Reproduce the lines below verbatim, starting at the line that contains "Zoom in on green grass." and stopping after the line that contains "[[0, 104, 128, 124]]".

▬▬▬

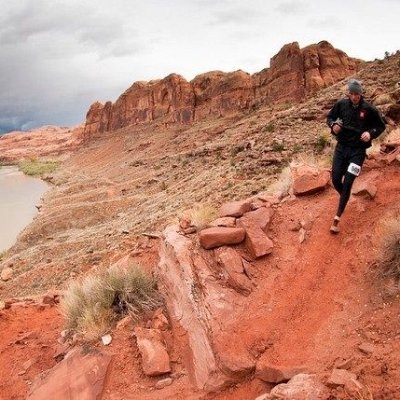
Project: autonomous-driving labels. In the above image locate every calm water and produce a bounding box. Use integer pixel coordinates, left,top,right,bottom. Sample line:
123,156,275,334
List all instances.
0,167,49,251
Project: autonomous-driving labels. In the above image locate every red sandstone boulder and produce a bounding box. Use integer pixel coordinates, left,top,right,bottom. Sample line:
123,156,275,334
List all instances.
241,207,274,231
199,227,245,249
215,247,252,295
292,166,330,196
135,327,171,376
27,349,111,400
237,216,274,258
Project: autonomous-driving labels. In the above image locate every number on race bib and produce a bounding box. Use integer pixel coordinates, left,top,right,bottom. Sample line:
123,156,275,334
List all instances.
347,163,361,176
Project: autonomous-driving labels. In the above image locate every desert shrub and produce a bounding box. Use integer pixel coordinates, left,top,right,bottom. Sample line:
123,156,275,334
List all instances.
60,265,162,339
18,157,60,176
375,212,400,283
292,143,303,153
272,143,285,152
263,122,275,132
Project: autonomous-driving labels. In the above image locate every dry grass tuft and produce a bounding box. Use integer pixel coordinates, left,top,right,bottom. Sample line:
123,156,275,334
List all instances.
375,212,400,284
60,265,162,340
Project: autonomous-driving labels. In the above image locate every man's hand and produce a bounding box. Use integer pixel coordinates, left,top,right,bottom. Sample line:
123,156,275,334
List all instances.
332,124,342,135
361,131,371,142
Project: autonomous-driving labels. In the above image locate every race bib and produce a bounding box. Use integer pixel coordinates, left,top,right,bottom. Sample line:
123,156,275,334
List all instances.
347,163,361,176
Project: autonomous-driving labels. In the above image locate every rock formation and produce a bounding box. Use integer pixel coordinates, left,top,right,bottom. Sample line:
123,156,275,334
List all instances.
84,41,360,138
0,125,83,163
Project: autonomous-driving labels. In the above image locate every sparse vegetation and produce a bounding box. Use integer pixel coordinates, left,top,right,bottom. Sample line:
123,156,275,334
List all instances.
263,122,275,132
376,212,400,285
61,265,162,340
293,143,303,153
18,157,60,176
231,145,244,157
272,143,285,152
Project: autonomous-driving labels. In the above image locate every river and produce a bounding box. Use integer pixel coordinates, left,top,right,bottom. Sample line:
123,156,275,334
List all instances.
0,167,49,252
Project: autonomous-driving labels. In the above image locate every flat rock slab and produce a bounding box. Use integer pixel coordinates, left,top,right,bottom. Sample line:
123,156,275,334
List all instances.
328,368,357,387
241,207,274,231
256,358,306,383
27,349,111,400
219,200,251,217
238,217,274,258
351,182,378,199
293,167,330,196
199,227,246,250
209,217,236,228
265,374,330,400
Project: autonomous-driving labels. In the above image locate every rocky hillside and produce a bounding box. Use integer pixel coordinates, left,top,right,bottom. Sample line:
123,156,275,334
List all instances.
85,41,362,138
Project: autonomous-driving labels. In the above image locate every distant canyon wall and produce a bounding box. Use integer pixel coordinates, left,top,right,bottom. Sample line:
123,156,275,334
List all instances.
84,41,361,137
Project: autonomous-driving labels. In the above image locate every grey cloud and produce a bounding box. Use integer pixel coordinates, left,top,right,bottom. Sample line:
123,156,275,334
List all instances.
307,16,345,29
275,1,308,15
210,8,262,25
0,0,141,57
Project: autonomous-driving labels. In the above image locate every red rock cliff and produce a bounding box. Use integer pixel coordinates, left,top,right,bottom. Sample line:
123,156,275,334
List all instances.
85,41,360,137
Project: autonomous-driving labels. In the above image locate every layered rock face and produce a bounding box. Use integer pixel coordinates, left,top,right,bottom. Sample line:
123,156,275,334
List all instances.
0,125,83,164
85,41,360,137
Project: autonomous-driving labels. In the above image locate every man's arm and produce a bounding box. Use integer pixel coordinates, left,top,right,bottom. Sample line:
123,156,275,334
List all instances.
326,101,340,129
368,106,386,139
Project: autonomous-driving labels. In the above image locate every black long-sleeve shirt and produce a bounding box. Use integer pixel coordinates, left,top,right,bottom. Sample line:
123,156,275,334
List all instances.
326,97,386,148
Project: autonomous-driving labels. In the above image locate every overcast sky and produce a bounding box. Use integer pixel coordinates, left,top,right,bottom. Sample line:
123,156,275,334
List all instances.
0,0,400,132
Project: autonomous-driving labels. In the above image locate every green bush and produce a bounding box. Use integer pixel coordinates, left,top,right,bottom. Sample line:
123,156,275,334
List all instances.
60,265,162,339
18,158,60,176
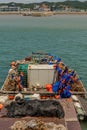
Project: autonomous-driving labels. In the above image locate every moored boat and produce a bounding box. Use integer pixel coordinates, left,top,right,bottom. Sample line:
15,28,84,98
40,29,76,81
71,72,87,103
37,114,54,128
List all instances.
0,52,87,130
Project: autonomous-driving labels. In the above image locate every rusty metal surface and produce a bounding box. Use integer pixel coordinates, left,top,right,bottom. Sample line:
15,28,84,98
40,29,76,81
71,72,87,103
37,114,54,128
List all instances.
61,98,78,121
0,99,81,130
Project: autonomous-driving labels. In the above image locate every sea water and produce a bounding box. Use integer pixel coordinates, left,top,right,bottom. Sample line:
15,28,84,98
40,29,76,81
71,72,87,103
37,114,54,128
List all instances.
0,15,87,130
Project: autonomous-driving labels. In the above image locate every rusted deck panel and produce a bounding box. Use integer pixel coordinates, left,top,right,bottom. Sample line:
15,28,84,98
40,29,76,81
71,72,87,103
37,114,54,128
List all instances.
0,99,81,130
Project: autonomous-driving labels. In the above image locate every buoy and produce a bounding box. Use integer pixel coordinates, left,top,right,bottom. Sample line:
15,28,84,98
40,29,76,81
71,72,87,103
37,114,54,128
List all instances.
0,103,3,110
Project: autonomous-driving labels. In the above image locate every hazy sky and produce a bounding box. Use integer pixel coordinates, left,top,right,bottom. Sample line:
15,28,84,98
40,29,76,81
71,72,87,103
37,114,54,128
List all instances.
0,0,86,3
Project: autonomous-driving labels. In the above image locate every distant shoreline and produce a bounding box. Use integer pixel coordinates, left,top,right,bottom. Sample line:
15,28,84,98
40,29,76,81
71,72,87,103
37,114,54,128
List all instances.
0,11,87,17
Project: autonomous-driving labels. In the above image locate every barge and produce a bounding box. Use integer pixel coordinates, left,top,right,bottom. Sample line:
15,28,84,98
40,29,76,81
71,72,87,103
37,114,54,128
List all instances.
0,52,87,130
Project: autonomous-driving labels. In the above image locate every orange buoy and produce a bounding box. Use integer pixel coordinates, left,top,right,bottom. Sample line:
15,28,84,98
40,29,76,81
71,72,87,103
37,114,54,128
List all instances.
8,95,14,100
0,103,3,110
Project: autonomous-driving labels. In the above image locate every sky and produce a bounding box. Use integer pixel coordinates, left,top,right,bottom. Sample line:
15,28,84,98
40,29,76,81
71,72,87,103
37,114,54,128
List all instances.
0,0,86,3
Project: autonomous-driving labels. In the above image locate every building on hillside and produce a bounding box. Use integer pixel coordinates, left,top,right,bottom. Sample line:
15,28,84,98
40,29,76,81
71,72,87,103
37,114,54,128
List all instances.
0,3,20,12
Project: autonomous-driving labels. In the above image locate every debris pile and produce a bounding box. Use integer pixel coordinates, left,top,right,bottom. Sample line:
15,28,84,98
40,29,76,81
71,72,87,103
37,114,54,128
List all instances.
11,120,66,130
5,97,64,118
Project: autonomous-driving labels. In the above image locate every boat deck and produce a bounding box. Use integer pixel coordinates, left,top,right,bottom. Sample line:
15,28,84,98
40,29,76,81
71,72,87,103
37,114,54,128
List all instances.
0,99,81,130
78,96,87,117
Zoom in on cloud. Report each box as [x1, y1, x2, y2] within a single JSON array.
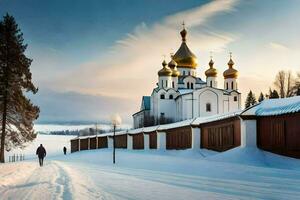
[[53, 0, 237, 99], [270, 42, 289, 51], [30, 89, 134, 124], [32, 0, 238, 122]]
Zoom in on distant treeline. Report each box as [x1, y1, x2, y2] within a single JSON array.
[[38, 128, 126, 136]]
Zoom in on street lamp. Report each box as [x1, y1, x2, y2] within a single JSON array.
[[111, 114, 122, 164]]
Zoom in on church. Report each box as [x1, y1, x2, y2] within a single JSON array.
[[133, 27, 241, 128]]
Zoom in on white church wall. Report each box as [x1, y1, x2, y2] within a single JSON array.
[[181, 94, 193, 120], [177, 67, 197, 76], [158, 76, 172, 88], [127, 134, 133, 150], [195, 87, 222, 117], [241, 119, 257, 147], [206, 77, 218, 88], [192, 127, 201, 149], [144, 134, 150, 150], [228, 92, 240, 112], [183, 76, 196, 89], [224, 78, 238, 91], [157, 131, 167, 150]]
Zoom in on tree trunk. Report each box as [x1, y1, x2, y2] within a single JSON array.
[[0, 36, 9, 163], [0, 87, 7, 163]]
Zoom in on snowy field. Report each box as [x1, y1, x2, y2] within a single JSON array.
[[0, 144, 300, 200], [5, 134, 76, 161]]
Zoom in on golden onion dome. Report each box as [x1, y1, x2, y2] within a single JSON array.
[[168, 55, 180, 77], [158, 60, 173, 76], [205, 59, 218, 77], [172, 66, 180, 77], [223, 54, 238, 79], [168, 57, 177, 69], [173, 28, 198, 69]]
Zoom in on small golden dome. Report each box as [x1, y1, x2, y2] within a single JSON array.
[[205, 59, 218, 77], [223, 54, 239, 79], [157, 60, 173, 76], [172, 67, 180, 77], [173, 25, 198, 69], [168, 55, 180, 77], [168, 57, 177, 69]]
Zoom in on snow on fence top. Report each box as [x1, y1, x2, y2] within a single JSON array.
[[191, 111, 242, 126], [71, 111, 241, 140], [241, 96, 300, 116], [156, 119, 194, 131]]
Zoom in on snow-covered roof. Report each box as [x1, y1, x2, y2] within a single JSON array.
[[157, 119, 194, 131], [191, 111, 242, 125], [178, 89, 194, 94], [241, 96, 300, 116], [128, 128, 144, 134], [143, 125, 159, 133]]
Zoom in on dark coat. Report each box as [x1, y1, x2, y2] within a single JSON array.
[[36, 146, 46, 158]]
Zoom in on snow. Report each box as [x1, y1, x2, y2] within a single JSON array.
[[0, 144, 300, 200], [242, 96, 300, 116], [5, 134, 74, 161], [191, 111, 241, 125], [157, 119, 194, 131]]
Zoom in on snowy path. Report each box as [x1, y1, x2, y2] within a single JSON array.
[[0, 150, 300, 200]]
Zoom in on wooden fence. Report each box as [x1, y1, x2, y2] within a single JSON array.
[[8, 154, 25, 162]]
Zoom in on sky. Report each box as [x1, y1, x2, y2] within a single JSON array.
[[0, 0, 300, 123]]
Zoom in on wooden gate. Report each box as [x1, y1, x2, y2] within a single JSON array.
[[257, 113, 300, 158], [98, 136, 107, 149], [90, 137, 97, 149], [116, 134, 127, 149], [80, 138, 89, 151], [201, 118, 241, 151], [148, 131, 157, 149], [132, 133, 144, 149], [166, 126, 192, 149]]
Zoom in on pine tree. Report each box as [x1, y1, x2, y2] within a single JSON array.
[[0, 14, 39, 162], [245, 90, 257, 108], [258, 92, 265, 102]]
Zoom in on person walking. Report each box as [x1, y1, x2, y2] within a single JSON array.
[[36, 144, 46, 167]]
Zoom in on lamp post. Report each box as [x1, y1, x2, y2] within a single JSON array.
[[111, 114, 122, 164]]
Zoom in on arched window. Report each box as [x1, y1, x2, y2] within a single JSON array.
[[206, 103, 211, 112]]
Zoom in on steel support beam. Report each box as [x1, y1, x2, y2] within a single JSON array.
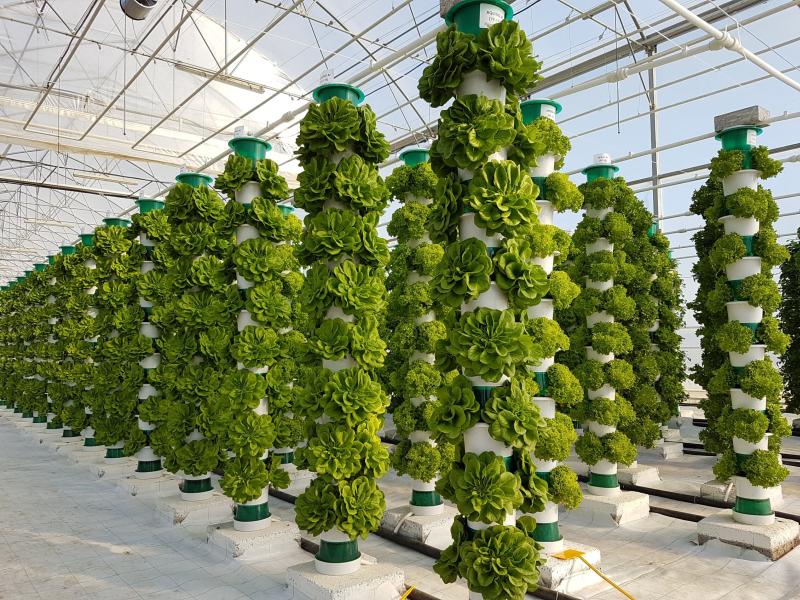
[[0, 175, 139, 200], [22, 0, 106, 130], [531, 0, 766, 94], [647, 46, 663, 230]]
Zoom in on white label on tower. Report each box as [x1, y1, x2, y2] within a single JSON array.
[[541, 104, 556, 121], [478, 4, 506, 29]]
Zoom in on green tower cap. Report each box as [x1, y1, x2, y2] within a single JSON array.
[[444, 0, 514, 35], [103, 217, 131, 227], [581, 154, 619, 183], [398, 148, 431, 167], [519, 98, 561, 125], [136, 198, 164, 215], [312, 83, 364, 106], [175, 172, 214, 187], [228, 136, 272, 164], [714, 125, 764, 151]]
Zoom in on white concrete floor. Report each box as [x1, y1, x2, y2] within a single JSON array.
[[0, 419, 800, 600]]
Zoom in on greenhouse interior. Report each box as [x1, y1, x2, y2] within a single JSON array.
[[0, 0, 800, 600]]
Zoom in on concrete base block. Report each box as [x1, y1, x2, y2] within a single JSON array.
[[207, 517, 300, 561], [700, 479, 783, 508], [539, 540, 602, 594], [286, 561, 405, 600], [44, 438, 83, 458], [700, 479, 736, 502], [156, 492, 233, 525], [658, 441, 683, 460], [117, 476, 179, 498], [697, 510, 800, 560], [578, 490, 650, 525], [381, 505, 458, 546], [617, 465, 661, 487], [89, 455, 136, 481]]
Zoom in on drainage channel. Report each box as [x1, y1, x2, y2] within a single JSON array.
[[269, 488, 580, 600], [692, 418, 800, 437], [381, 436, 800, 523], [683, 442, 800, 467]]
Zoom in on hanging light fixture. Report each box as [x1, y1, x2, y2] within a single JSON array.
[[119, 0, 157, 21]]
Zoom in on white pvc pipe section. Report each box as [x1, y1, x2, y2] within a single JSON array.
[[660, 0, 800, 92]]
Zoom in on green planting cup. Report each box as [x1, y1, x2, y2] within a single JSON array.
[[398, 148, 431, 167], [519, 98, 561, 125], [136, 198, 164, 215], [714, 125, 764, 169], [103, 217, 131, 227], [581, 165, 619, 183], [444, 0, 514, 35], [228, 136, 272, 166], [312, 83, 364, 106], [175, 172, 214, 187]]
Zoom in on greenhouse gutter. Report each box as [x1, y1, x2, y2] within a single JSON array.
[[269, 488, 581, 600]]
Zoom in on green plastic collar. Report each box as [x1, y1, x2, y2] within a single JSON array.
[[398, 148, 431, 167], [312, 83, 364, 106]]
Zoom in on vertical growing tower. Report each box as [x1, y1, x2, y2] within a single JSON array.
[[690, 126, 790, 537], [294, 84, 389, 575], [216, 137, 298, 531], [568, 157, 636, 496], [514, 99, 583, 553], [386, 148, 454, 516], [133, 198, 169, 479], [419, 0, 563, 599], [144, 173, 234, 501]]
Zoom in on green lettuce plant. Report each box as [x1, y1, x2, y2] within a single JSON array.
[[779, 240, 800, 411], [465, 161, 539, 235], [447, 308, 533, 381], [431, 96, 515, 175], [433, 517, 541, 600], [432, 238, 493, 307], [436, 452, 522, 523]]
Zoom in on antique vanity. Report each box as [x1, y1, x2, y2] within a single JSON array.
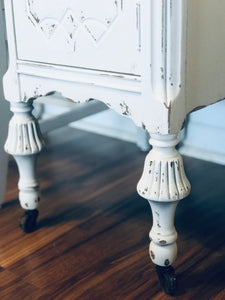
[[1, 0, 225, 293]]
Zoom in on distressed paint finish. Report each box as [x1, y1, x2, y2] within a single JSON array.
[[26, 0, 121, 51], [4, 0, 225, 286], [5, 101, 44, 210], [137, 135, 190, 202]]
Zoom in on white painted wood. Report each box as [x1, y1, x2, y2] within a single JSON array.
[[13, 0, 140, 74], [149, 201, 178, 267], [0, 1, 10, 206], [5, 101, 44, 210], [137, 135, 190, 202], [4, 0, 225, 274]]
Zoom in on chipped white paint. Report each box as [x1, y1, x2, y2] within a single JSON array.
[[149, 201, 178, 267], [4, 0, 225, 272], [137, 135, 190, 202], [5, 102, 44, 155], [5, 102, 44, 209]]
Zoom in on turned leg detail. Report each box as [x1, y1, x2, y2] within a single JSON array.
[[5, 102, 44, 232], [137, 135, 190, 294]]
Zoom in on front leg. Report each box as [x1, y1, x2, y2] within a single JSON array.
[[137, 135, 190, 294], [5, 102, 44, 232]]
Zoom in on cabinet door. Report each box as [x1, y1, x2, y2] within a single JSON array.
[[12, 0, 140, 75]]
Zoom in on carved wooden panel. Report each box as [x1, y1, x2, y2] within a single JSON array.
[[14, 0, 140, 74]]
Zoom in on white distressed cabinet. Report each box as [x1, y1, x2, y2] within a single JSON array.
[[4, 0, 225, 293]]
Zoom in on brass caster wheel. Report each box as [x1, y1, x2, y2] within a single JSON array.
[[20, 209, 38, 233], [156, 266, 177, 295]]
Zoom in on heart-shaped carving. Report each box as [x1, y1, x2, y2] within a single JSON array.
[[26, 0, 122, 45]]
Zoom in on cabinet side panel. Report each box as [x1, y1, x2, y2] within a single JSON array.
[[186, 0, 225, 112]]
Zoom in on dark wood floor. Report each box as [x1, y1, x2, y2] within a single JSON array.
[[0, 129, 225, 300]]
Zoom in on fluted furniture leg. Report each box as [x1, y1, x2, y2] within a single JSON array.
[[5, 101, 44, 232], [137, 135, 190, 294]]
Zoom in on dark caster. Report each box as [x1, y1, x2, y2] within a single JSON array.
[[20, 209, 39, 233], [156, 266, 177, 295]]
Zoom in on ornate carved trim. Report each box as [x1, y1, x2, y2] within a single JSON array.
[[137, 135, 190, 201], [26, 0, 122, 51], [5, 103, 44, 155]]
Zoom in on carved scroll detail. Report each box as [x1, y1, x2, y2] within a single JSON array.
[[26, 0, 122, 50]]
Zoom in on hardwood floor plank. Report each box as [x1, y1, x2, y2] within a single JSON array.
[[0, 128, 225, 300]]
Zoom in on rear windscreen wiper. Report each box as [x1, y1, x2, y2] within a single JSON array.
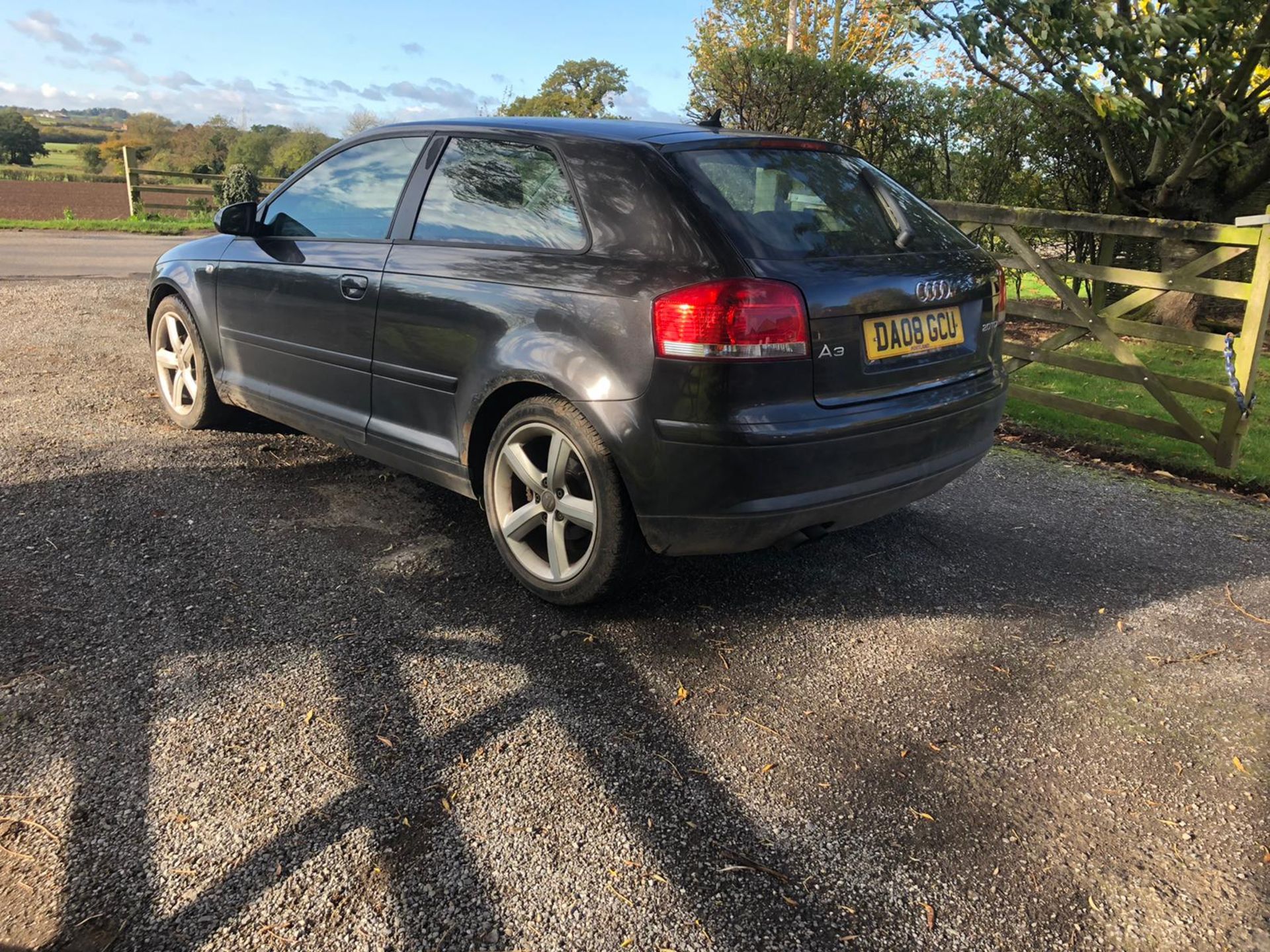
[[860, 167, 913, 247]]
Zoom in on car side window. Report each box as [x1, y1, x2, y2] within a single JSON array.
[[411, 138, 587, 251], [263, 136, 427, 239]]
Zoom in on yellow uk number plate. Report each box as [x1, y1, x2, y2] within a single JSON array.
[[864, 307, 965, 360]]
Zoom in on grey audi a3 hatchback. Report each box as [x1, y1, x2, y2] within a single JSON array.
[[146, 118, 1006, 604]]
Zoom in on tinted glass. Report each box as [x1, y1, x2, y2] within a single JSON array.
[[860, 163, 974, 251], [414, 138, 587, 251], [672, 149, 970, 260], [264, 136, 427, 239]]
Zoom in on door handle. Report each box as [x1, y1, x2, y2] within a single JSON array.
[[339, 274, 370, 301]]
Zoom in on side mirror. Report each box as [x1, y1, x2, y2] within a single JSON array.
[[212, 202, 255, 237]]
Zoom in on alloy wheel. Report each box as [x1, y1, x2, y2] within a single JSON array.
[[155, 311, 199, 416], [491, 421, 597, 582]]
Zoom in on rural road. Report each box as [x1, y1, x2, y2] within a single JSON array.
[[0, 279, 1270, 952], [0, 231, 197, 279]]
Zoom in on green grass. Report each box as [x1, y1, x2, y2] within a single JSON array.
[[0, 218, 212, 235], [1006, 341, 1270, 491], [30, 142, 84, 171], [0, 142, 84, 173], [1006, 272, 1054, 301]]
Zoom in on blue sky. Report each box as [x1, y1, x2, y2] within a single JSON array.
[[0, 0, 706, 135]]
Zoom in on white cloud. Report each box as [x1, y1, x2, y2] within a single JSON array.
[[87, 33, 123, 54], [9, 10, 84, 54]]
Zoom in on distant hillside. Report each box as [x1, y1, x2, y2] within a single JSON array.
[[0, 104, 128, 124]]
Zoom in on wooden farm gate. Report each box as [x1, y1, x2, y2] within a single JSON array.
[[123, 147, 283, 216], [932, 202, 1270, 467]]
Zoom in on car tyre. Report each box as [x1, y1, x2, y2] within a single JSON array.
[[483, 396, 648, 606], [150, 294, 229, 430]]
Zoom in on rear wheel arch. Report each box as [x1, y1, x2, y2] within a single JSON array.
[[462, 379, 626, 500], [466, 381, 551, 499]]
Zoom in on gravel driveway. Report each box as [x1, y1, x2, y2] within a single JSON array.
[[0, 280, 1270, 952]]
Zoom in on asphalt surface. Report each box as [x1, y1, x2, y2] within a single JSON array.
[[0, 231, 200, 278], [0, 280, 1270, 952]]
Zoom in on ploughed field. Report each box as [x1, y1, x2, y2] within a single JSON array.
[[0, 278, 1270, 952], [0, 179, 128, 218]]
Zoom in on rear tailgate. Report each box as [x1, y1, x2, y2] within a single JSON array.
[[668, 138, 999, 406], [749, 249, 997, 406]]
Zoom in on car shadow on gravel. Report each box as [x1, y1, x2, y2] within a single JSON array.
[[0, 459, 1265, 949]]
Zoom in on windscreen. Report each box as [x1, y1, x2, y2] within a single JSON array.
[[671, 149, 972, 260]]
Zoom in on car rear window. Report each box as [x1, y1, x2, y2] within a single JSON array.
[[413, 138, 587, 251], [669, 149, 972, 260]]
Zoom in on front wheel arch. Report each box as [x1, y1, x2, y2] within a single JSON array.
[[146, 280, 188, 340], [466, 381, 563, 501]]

▬▬▬

* **CORRECT RESPONSE**
Zoom in on green grass. Report each box as [x1, y1, x2, y2] within a single JSON array.
[[0, 218, 212, 235], [1006, 341, 1270, 491], [30, 142, 84, 171], [0, 142, 84, 173], [1006, 272, 1054, 301]]
Zoom in on blue sky. Report each box as [x1, y1, x2, y2] within a single JSON array.
[[0, 0, 706, 135]]
Zoom in on white cloud. Report each box as [x1, y1, x2, y2] within a single JSON array.
[[87, 33, 123, 54], [9, 10, 84, 54]]
Zoom in on distant hillside. Report each box as [x1, y1, x2, y2] within a single JSON array.
[[0, 104, 128, 124]]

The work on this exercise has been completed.